* PAGE

Measuring your SME by ATO standards is important to stay on the good side of the Australian Taxation Office (ATO). An unexpected letter in the mail or phone call from the tax man can be somewhat unnerving. One of the reasons that you may receive a communication from the ATO could be because you have fallen outside of the standard industry benchmark ratios. This is why we are showing you how Calxa can create ATO benchmark ratios for small businesses. It will help you monitor these to avoid an uncomfortable ‘please explain’.

Check out our tips to effectively manage these ATO benchmark ratios.


Performance and Input Benchmarks

With the advent of increased data processing technology and electronic communication, the ATO are now able to harvest and analyse an enormous amount of data from all businesses across Australia. With this comes the ability to provide Small Business Benchmarks based on historical information and trends. These benchmarks are broken down into performance benchmarks and input benchmarks.

Performance benchmarks provide financial ratios to help businesses work out how they compare to other businesses. Obviously, this is mostly within the same industry. It offers guidance on how the business may be able to make improvements. These ratios are calculated based on information provided on tax returns and activity statements.

Input benchmarks show an expected range of income for tradespeople based on labour and materials. This is calculated based on information provided by industry participants and trade associations.


Beware if you Fall Outside the Benchmarks

The ATO promote the fact that these benchmarks have been developed to assist businesses. In other words, they help to compare against other similar businesses based on industry and size. The truth is, they also use this information to try and identify businesses that may not be doing the right thing.

An example of this is where businesses supply goods and services directly to consumers using cash payment methods. These businesses have demonstrated previously that they have a higher likelihood of deliberately using cash transactions to hide income and evade taxation obligations. This is just one example of where the ATO is trying to crack down on the ‘cash economy’. The Cost of Sales to Turnover ratio is used to identify businesses that fall into this category. If for some reason, you fall outside of the industry benchmark ratio, then you may have some explaining to do.

There may be a valid explanation as to why you fall outside the ratio. For instance, this can include things such as business location or a change in trading conditions. Regardless of the reason, it pays to be prepared to provide answers.

* REQUIREMENTS
Reproduce the section of the ATO benchmarks article above that opens with the words containing "Performance benchmarks provide" and closes with "and trade associations.".

* PROVIDED INFORMATION
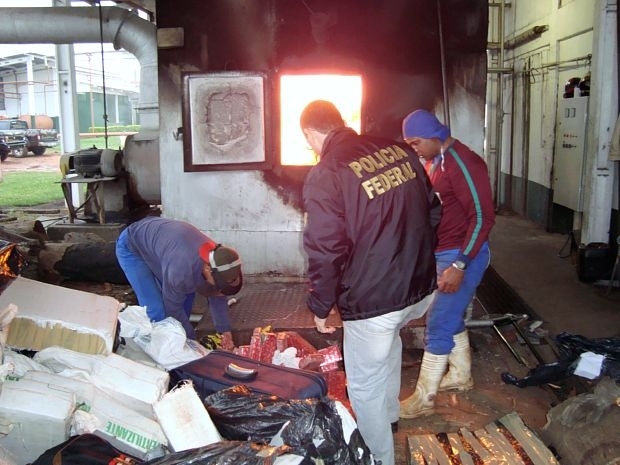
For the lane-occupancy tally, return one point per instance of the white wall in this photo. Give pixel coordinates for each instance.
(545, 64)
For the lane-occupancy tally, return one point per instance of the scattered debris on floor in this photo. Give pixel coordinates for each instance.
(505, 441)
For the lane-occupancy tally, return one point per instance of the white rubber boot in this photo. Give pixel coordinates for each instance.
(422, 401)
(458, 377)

* * *

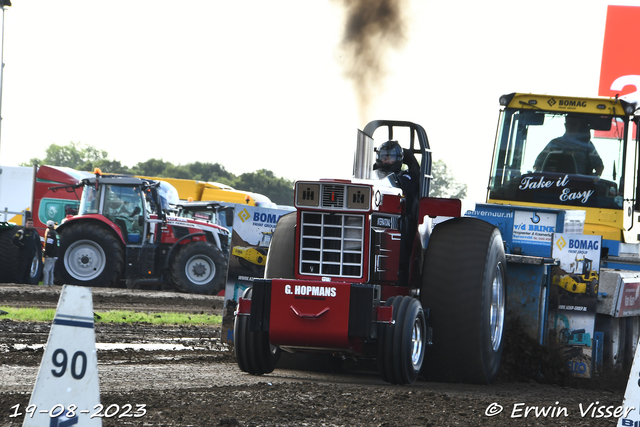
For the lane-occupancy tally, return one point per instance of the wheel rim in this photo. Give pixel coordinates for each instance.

==

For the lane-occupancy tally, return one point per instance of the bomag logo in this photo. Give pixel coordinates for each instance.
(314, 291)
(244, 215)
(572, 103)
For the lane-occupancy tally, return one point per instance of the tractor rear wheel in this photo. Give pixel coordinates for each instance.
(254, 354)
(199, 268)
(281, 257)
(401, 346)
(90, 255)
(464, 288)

* EXERCISE ANSWER
Performance benchmarks provide financial ratios to help businesses work out how they compare to other businesses. Obviously, this is mostly within the same industry. It offers guidance on how the business may be able to make improvements. These ratios are calculated based on information provided on tax returns and activity statements.

Input benchmarks show an expected range of income for tradespeople based on labour and materials. This is calculated based on information provided by industry participants and trade associations.